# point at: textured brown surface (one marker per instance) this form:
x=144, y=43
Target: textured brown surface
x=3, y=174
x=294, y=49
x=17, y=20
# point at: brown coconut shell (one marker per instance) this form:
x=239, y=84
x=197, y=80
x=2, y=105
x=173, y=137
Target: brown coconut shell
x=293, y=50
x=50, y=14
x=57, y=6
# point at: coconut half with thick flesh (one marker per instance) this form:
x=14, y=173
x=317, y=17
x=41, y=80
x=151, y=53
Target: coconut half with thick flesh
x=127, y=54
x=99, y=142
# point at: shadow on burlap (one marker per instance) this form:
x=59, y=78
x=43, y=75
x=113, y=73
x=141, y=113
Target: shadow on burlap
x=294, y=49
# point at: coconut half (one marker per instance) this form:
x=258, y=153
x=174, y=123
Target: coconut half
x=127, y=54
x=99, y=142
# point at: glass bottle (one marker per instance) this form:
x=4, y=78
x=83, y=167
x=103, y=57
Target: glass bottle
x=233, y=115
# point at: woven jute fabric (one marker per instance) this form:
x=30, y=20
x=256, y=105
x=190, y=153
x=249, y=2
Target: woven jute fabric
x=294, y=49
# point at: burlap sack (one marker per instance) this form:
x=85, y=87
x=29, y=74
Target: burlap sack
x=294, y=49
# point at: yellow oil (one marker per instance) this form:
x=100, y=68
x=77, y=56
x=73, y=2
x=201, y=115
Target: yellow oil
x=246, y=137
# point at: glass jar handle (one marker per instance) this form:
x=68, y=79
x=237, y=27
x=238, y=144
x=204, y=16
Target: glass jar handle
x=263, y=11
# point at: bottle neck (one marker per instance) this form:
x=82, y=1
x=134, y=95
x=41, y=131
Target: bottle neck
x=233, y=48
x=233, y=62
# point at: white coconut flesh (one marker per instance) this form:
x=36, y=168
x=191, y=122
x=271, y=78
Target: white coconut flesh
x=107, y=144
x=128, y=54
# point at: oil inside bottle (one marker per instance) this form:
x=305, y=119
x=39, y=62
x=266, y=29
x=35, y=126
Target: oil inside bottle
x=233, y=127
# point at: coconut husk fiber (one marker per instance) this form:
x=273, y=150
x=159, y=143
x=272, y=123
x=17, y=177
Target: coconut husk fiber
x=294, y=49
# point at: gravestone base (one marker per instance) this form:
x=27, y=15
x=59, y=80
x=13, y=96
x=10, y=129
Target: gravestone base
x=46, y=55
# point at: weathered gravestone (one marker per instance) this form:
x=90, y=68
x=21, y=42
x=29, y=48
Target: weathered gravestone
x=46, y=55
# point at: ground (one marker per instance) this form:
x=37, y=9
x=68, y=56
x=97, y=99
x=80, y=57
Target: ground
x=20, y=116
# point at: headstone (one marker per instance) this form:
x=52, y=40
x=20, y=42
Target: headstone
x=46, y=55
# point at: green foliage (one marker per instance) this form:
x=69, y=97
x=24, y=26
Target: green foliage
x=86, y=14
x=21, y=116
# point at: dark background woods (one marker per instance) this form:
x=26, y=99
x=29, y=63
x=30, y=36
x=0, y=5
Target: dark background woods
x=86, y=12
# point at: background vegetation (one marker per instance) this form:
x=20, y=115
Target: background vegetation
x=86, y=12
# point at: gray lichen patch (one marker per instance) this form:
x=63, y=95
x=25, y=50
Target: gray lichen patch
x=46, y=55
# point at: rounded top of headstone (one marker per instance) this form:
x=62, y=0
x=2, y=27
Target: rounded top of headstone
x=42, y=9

####################

● YOUR GOAL: Retype the material in full, keeping each line exactly as it is.

● EXPECTED ANSWER:
# point at: textured brown surface (one marker per instance) this form:
x=144, y=43
Target: textured brown surface
x=3, y=174
x=294, y=49
x=17, y=20
# point at: brown coconut shell (one marker per instance) this form:
x=239, y=84
x=197, y=80
x=2, y=105
x=173, y=137
Target: brown coconut shell
x=293, y=50
x=50, y=14
x=57, y=6
# point at: coconut half with thick flesh (one marker per instance) this form:
x=14, y=173
x=317, y=17
x=41, y=80
x=151, y=53
Target: coconut half with thick flesh
x=127, y=54
x=99, y=142
# point at: shadow on burlap (one marker per instance) this form:
x=59, y=78
x=43, y=75
x=113, y=73
x=141, y=113
Target: shadow on burlap
x=294, y=49
# point at: coconut half (one marker per instance) this form:
x=258, y=153
x=174, y=123
Target: coconut half
x=127, y=54
x=99, y=142
# point at: glass bottle (one marker per instance) this form:
x=4, y=78
x=83, y=167
x=103, y=57
Target: glass bottle
x=233, y=115
# point at: woven jute fabric (one marker per instance) this form:
x=30, y=20
x=256, y=105
x=190, y=153
x=249, y=2
Target: woven jute fabric
x=294, y=49
# point at: burlap sack (one marker per instance) this form:
x=85, y=87
x=29, y=74
Target: burlap sack
x=294, y=49
# point at: yellow oil (one marker per instance) this form:
x=100, y=68
x=77, y=56
x=73, y=2
x=201, y=115
Target: yellow oil
x=246, y=137
# point at: glass jar handle (one marker per instance) this form:
x=68, y=79
x=237, y=27
x=238, y=144
x=204, y=16
Target: glass jar handle
x=263, y=11
# point at: bottle neck (one marker per instance) this form:
x=82, y=1
x=134, y=95
x=41, y=131
Target: bottle neck
x=233, y=48
x=233, y=62
# point at: white coconut flesh (one marker per instance) this form:
x=36, y=168
x=191, y=122
x=271, y=78
Target: white coconut flesh
x=107, y=144
x=128, y=54
# point at: oil inside bottle (one marker per instance) this form:
x=305, y=119
x=39, y=62
x=266, y=29
x=35, y=126
Target: oil inside bottle
x=233, y=127
# point at: coconut husk fiber (one marker per instance) this form:
x=273, y=150
x=159, y=143
x=272, y=123
x=17, y=177
Target: coconut husk fiber
x=294, y=49
# point at: gravestone base (one marker per instance) this form:
x=27, y=15
x=59, y=80
x=13, y=96
x=10, y=129
Target: gravestone base
x=46, y=55
# point at: weathered gravestone (one marker per instance) this form:
x=90, y=68
x=21, y=42
x=29, y=48
Target: weathered gravestone
x=46, y=55
# point at: ground (one marker per instance) this form:
x=37, y=9
x=68, y=56
x=97, y=99
x=80, y=57
Target: ground
x=20, y=116
# point at: headstone (one marker per instance) this form:
x=52, y=40
x=20, y=42
Target: headstone
x=46, y=55
# point at: green foliage (one marker per instance) this form:
x=69, y=97
x=24, y=26
Target: green foliage
x=86, y=14
x=21, y=116
# point at: dark background woods (one marker per instance) this form:
x=26, y=99
x=29, y=63
x=30, y=36
x=0, y=5
Target: dark background woods
x=86, y=12
# point at: background vegetation (one marker per instance) this form:
x=20, y=115
Target: background vegetation
x=86, y=12
# point at: gray lichen patch (one marker per instance) this form:
x=63, y=95
x=25, y=50
Target: gray lichen patch
x=46, y=55
# point at: rounded top of headstone (one marker per instance) this form:
x=62, y=0
x=2, y=27
Target: rounded top of headstone
x=42, y=9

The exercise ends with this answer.